Exactly as written, return all the data, leaving its pictures behind.
---
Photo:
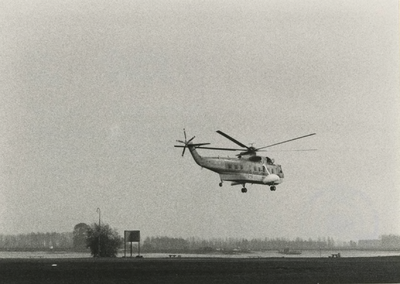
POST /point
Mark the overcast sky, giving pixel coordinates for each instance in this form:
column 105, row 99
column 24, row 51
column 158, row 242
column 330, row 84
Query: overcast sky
column 93, row 95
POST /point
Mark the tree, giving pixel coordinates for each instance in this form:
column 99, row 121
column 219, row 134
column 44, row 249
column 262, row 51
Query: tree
column 110, row 240
column 79, row 237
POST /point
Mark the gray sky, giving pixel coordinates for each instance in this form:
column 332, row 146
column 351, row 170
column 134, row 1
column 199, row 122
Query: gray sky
column 93, row 95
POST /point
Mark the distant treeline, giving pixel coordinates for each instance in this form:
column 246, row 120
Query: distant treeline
column 160, row 244
column 37, row 241
column 66, row 241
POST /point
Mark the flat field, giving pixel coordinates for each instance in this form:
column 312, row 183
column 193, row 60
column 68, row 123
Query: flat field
column 201, row 270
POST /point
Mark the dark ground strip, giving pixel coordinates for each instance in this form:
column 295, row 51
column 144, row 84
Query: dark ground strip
column 200, row 270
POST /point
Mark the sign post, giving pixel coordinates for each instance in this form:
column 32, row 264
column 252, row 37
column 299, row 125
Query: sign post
column 132, row 236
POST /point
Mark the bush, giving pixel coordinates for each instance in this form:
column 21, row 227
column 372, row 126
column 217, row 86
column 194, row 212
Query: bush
column 110, row 241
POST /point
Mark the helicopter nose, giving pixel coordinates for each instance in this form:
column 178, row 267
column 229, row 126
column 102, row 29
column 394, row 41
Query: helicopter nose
column 272, row 178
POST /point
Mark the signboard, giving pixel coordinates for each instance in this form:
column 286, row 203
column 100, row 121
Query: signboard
column 132, row 236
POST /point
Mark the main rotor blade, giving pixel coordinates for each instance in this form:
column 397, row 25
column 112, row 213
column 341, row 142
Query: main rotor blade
column 222, row 149
column 232, row 139
column 286, row 141
column 196, row 145
column 296, row 150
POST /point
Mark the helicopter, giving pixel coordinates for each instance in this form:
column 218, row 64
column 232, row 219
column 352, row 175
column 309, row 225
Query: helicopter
column 246, row 167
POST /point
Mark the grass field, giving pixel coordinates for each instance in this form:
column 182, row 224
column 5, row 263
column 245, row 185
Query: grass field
column 196, row 270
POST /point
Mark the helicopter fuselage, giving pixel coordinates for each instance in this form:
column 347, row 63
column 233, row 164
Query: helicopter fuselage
column 241, row 170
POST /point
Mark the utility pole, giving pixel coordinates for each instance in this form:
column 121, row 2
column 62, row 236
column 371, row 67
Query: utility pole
column 98, row 210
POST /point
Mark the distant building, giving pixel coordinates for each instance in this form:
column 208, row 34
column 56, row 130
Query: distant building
column 369, row 244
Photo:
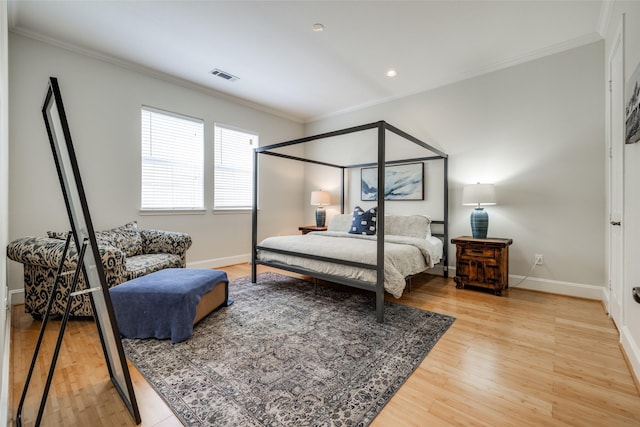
---
ANSWER SECTION –
Photo:
POST /point
Mark the overcast sky, giving pixel coordinates for each instance in this form:
column 105, row 99
column 24, row 51
column 158, row 242
column 330, row 84
Query: overcast sky
column 93, row 95
POST /point
Mark the tree, giving pixel coordinates for each instance in this form:
column 99, row 121
column 219, row 134
column 44, row 249
column 262, row 51
Query: tree
column 110, row 240
column 79, row 237
POST /point
Mark the gray sky, giving pixel coordinates for each instance in this form:
column 332, row 146
column 351, row 170
column 134, row 1
column 199, row 122
Query: gray sky
column 93, row 95
POST /point
Mark the distant treeline, giving pixel coordinates for each instance in this form:
column 246, row 120
Query: distant treeline
column 160, row 244
column 37, row 241
column 66, row 241
POST /point
Mark the flat field, giving pixel coordinates for each instance in this form:
column 312, row 183
column 193, row 60
column 68, row 123
Query: flat field
column 201, row 270
POST /point
Mark the dark ground strip, giving pixel coordinates for each instance in this form:
column 295, row 51
column 144, row 84
Query: dark ground strip
column 200, row 270
POST /point
Mark the sign post, giving pixel coordinates for each instance in this form:
column 32, row 264
column 252, row 37
column 299, row 125
Query: sign post
column 132, row 236
POST /point
Mark the bush, giving pixel coordinates for each instance in this form:
column 21, row 227
column 372, row 126
column 217, row 86
column 194, row 212
Query: bush
column 110, row 241
POST /point
Mark the helicopter nose, giving pixel coordinates for each instance in this form:
column 178, row 267
column 229, row 126
column 102, row 29
column 394, row 41
Query: helicopter nose
column 272, row 178
POST /point
Mark the signboard, giving pixel coordinates for each instance in this form:
column 286, row 203
column 100, row 121
Query: signboard
column 132, row 236
POST /point
Mark the main rotor blade, giving pixel coordinates for each instance in this form:
column 397, row 25
column 112, row 213
column 341, row 142
Query: main rotor blade
column 222, row 149
column 232, row 139
column 286, row 141
column 196, row 145
column 296, row 150
POST /point
Mark the helicopter, giving pixel coordinates for each instance in this form:
column 218, row 64
column 232, row 219
column 352, row 175
column 309, row 225
Query: helicopter
column 246, row 167
POST /point
Mark the grass field, giving pixel coordinates for each instance in this form:
column 182, row 224
column 5, row 263
column 245, row 185
Query: grass field
column 196, row 270
POST /point
Mark the helicopter fuselage, giving pixel coordinates for each instance in this form:
column 347, row 63
column 233, row 164
Query: helicopter fuselage
column 241, row 170
POST /point
Mark the utility pole, giving pixel coordinates for each instance in this form:
column 121, row 2
column 62, row 236
column 371, row 67
Query: utility pole
column 98, row 210
POST /point
Mark the distant building, giving pixel coordinates for each instance in this form:
column 208, row 34
column 56, row 130
Query: distant building
column 369, row 244
Photo:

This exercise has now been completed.